_WHAT IS EXPECTED_:
Convert the material from its start through the line containing "x=1046, y=575" into a two-column CSV with columns named input and output. Give one row for each text paired with its answer, putting each in its own quoted field and replacing line breaks with spaces.

## start EXERCISE MATERIALS

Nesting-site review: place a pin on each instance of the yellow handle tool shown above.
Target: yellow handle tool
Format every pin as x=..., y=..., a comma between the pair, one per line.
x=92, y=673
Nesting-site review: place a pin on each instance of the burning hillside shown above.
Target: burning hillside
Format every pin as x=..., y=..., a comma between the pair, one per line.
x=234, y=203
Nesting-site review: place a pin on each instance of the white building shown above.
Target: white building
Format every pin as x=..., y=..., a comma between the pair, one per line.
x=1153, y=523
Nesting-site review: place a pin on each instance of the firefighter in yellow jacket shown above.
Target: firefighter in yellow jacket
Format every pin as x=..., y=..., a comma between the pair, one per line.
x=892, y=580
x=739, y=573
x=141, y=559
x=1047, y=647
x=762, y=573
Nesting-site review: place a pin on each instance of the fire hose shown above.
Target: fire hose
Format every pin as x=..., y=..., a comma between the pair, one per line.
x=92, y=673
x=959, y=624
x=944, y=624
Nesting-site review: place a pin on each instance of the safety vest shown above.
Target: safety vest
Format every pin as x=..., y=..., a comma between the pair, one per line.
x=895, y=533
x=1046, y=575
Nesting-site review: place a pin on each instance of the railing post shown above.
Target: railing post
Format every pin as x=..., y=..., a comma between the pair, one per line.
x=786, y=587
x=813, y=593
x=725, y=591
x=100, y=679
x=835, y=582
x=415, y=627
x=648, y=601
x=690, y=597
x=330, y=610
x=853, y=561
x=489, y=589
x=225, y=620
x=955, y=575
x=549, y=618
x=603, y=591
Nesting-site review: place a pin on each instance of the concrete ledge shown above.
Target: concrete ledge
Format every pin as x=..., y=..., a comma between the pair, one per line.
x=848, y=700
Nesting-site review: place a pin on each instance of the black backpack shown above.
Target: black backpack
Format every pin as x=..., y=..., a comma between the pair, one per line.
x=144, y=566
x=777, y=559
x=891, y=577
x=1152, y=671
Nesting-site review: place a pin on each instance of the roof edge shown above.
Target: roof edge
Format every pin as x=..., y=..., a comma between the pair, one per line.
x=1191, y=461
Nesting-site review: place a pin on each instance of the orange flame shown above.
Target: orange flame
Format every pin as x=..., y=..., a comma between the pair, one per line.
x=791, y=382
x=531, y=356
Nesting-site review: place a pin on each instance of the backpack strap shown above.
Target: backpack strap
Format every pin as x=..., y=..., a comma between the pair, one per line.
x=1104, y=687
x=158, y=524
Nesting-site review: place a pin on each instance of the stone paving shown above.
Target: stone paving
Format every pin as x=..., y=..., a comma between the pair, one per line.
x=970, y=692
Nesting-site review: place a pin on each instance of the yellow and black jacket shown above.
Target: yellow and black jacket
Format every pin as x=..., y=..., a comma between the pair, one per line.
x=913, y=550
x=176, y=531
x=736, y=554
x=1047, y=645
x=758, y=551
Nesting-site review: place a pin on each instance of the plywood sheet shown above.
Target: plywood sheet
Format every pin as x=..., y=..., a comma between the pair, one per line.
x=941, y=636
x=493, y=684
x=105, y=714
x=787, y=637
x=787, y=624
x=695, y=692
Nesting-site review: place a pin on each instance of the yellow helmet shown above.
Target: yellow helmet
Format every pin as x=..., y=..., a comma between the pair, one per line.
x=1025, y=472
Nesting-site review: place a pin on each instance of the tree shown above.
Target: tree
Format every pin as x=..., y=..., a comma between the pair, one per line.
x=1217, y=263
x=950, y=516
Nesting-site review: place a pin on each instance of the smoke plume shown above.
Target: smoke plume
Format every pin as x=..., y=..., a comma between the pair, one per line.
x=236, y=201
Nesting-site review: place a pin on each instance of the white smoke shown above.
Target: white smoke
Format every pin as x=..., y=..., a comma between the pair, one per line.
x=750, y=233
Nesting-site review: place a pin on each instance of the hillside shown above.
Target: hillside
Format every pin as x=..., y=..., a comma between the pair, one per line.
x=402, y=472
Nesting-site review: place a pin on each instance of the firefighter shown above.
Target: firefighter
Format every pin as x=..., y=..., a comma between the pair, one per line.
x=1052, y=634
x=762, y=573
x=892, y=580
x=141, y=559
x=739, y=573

## end EXERCISE MATERIALS

_SOLUTION_:
input,output
"Nesting-site review: place a pin on each instance of the yellow handle tool shown above. Target: yellow handle tool Format every pin as x=..., y=..., a comma between the pair, one per line.","x=92, y=673"
"Nesting-site review: place a pin on each instance of the burning hillside shown above. Target: burning hillside Format every pin as x=..., y=..., a comma between the pair, one per line.","x=234, y=203"
"Nesting-site review: place a pin on each instance of the white building shown above. Target: white building Format every pin as x=..., y=..., a comma between the pair, one per line.","x=1153, y=523"
"Nesting-site review: place a pin on each instance of the firefighter in yellow jacket shown above. Target: firefighter in yellow jacket Format every pin as x=..., y=..., a comma between the pair, one per line.","x=892, y=580 x=739, y=573 x=141, y=559 x=1047, y=647 x=762, y=573"
"Nesting-site review: place a pin on each instance of the fire hose shown above. Target: fire hose Format every pin as x=..., y=..., a comma between the pair, one per line.","x=92, y=673 x=959, y=624 x=944, y=624"
"Nesting-site review: place a pin on each instance of the safety vest shown above. Target: safety vest Format every pin as x=..., y=..., a comma between the pair, one per line.","x=895, y=533 x=1046, y=575"